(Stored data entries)
+ + + + +

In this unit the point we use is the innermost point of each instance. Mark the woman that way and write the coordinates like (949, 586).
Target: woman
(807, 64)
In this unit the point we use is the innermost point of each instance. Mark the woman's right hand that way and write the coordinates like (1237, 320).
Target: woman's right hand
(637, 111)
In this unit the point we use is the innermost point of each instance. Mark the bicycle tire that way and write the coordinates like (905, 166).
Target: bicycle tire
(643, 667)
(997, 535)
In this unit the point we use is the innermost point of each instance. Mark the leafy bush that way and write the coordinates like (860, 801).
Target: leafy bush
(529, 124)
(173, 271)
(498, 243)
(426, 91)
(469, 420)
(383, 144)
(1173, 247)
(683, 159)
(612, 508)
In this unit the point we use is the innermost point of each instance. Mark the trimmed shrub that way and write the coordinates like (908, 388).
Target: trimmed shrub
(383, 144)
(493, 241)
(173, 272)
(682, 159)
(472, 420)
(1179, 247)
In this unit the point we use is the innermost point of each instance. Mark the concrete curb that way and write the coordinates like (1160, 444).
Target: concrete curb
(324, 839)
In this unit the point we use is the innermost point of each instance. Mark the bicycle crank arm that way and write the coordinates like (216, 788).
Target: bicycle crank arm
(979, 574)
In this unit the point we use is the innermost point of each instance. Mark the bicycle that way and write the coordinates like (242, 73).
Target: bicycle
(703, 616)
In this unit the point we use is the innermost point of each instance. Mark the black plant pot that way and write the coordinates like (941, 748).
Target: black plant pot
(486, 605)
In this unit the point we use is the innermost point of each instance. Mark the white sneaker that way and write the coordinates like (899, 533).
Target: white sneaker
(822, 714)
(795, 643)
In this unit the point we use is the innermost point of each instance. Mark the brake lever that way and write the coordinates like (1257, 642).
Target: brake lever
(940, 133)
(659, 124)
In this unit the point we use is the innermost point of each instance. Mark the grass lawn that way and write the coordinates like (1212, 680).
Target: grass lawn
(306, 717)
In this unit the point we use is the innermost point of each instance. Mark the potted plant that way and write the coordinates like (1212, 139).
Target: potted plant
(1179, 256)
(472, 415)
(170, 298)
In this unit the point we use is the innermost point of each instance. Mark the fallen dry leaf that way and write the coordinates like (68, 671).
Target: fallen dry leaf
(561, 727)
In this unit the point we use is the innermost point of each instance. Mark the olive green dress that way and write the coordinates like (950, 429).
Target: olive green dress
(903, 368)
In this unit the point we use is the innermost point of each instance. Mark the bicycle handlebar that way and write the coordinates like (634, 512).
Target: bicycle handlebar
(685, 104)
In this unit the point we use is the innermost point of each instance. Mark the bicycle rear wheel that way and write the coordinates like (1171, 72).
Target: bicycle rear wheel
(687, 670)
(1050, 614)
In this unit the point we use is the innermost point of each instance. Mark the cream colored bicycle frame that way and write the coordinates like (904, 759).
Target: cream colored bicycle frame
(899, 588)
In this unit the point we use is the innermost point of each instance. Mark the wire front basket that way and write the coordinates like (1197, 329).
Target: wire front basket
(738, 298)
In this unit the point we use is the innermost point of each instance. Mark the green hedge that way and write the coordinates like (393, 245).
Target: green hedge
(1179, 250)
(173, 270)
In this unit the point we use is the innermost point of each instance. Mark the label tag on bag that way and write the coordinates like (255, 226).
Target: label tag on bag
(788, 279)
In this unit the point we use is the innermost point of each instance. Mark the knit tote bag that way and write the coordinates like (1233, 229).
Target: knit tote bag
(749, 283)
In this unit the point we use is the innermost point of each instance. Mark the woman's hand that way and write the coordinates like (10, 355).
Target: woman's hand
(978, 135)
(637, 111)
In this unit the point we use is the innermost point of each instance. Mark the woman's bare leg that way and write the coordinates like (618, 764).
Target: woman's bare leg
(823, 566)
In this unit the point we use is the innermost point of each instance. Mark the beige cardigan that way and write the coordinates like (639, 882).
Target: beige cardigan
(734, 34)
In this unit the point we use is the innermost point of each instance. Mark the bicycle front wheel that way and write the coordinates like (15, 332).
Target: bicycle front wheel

+ + + + +

Extract the closing run of lines, starting with the one containing "like (10, 355)." and ending at the last, exactly as written.

TASK RESULT:
In this unit the point we use is the innermost point of each instance. Mark the woman's hand that way and write the coordinates like (10, 355).
Target: woman's hand
(978, 135)
(637, 111)
In this unit the point we use is the innermost point of each instance. Mark the woman's bare leg that way and write the coordinates like (618, 764).
Target: woman's bare leg
(823, 566)
In this unit the point we use is the innermost point of each instance. Mark the beige cardigan that way and write the coordinates like (639, 882).
Target: beige cardigan
(734, 34)
In this unit the point we use is the innermost point of each instance. Mark the bicycle front wheel that way and write the coordinates like (15, 332).
Target: bicycle front wheel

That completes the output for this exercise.